PROBLEMS TO WORK ON
- A) Print the passage on POS record formats starting with "Additionally, the storage" and going on through "DB2, Oracle, etc.".
- B) Continue the passage on POS record formats from its last sentence.

DOCUMENT PASSAGE
::::::::::

Three Example POS Record Formats

	Format A:
	<total_amount> <date> <buyer_ZIP_code> <time> <data>
	Format B:
	<date> <buyer_ZIP_code> <time> <data> <total_amount>
	Format C:
	<total_amount> <date> <frequen_buyer_ID> <time> <data>

In these three examples, record formats A and B contain the same information, albeit in different orders. Format C contains 4 fields of the same information in record formats A and B, but substitutes a frequent buyer identifier instead of a buyer's ZIP code. This buyer identifier, for example, may be correlated to the buyer's ZIP code through membership records, if desired.
As can be imagined, there are an infinite number of possible data items, order of those items, and encoding of those items (e.g. total sales amounts in whole dollars or dollars with 2 assumed cent values, time as local time or GMT, buyer ID as string or BCD, etc.).
Additionally, the storage format of these records into databases (4 a, 4 b, 4 c) can vary greatly depending on the database technology itself, such as IBM DB2, Oracle, etc.

::::::::::

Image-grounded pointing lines
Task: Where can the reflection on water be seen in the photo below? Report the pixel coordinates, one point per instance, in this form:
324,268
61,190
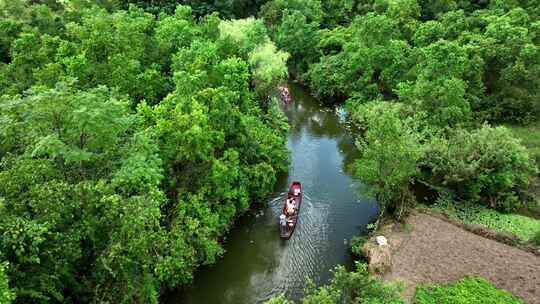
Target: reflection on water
258,264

::::::::::

TASK RESPONSES
- A)
Additionally, the storage format of these records into databases (4 a, 4 b, 4 c) can vary greatly depending on the database technology itself, such as IBM DB2, Oracle, etc.

- B)
Ultimately, however, it is often desired by businesses and enterprises to combine data from as many sources as possible in order to generate the largest “data warehouse” possible, for further examination and analysis to determine sales trends, consumer behavior and preferences, etc. An initial step to this end is to obtain multiple data sets from these databases (4 a, 4 b, 4 c), to convert the records to a common format, merge the data sets, and “clean” the data (5). Conversion and formatting rules (6) are often employed to facilitate the first portion of this step, such as a rule to format all monetary values into integers wherein the two least significant digits represent cents, and wherein all text characters (e.g. dollar signs, commas, points, etc.) are eliminated. Additionally, formatting rules (6) may provide for limiting (e.g. all values are less than $99,999.99), format enforcement (e.g. all ZIP codes are 5 digits, all telephone numbers are 10 digits), rounding, etc. During the conversion and formatting processes, more errors, inaccuracies and assumptions are inserted into the data.
The data is often “merged” into a single database, which may result in duplicate or contradictory records in the unified data set. For example, two records for the same customer (from different data sources) may end up in the merged data set which indicate two different income brackets for the customer, or two different home addresses for the same customer. Or, duplicate data for a customer may be merged into the unified data set which represents unnecessary storage requirements, and may cause incorrect statistical weighting. For example, if three databases are merged, and two of the databases have a high degree of overlap between the customers represented therein, the final merged data set may be incorrectly skewed towards the characteristics of the overlapping customers.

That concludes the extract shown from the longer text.